— BEGIN RECORDS PROVIDED —

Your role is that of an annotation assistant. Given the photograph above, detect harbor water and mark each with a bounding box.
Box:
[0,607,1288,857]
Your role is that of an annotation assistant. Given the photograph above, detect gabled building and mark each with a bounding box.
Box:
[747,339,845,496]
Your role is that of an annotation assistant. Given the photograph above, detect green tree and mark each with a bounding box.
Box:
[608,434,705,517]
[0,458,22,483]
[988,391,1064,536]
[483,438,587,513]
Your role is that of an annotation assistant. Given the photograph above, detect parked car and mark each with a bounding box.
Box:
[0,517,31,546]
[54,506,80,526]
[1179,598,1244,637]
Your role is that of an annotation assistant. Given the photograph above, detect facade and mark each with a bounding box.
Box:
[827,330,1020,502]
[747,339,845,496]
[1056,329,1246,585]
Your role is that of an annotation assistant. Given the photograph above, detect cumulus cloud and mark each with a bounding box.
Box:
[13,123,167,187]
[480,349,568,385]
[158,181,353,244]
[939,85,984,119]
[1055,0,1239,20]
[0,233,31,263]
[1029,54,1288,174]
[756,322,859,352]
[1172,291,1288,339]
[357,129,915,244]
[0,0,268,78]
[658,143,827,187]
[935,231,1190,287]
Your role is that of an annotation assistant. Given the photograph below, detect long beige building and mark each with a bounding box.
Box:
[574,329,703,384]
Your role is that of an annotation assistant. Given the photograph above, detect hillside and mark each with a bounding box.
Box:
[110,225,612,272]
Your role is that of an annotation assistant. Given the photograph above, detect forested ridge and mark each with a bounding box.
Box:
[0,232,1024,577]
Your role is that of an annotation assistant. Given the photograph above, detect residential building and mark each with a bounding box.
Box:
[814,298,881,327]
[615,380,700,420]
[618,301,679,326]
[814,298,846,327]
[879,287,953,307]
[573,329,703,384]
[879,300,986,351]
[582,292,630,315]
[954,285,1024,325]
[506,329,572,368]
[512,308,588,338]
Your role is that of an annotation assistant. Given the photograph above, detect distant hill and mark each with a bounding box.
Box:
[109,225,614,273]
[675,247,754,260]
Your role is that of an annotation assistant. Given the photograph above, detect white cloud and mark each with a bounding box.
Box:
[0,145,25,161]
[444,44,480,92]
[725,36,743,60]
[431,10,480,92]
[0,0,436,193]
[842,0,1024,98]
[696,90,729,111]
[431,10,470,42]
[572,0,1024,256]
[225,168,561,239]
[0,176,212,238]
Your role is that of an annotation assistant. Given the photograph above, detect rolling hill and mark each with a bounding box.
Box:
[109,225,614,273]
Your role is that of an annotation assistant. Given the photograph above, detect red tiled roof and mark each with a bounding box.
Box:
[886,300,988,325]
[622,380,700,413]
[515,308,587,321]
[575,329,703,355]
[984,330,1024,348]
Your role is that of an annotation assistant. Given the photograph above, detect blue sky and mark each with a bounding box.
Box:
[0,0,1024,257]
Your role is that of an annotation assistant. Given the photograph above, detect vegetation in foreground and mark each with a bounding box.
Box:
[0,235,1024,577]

— END RECORDS PROVIDED —

- **WHAT YOU WILL DO**: Return every line of the data above verbatim, with nothing altered, added, or left out.

- **COMPLETED EXERCISE**:
Your role is that of an annotation assistant. Given the photograph above, detect harbor water and mark each with a bounding box.
Box:
[0,607,1288,857]
Your role is that of an annotation assistant. Given the photograph above, detect gabled building and mark each with a bounding box.
Box:
[747,339,845,496]
Your role is that of an annotation assistant. Given the photograph above, detect green tree and mark each with a bounding box.
Box:
[608,434,705,517]
[0,458,22,483]
[988,391,1064,536]
[483,438,587,513]
Your role is that of an annotation assistant. Given the photograph above, detect parked car and mark each with a bounding box.
Box:
[0,517,31,546]
[54,506,80,526]
[1179,598,1244,637]
Your role is that of an annotation assistant. Given the photograph above, detect facade and mark each with a bounding box.
Box:
[827,330,1020,502]
[747,339,845,496]
[1056,329,1246,585]
Your role is that of an annotation assistant. Given the photograph above, detect cumulus cloud and mark each with a bounding box.
Box:
[13,123,167,187]
[480,349,568,385]
[158,181,353,244]
[939,85,984,119]
[1055,0,1239,20]
[0,233,31,263]
[1029,54,1288,174]
[756,322,859,352]
[1172,291,1288,339]
[357,129,915,244]
[0,0,268,78]
[658,143,827,187]
[935,231,1190,287]
Your role is that of an annotation assistant. Given the photograph below, detect long beige building and mark each with a bounding box.
Box:
[574,329,703,384]
Your role is that of an annotation assistant. Given the photograph above, detect hillside and mark each with a bounding box.
Box:
[110,225,612,272]
Your role is that of an annotation assistant. Given the photograph above, detect forested ridge and mark each with a bounding box.
Box:
[0,232,1024,577]
Your role is that of an annotation assistant. Given the photograph above, detect residential building and mark each with a bounding box.
Box:
[814,298,881,327]
[615,380,700,420]
[618,301,679,326]
[814,298,846,327]
[879,287,953,307]
[573,329,703,384]
[879,300,986,351]
[582,292,630,315]
[954,285,1024,325]
[506,329,572,368]
[512,308,588,338]
Your role is that of an annotation assistant. Given the photograph above, detect distant hill and mark each with a bounding box.
Box:
[109,225,614,273]
[675,247,754,260]
Your role is that of an annotation assistant. Given the photograph above, detect white cloud and mark each with a bounding box.
Box:
[0,145,25,161]
[444,44,480,92]
[725,36,743,60]
[431,10,480,92]
[0,0,436,193]
[842,0,1024,98]
[696,90,729,111]
[431,10,470,42]
[572,0,1024,256]
[225,168,561,239]
[0,176,212,238]
Your role is that of an annotation assistant. Given the photograph above, detect rolling hill and mark each with a bounding box.
Box:
[109,225,614,273]
Your role is that of an annotation assistant. Given the photograph above, detect red tiled roof and mark each with a bounding box.
Box:
[886,300,988,325]
[622,380,700,413]
[515,308,587,321]
[575,329,703,355]
[984,330,1024,348]
Your role is that of an annotation assistant. Given the photograph above, detect blue sky and mark each with a bounding box.
Box:
[0,0,1024,257]
Your role is that of an annotation assistant. Given the photograph above, detect vegetation in foreground and mark each with a bounding box.
Box:
[0,235,1024,577]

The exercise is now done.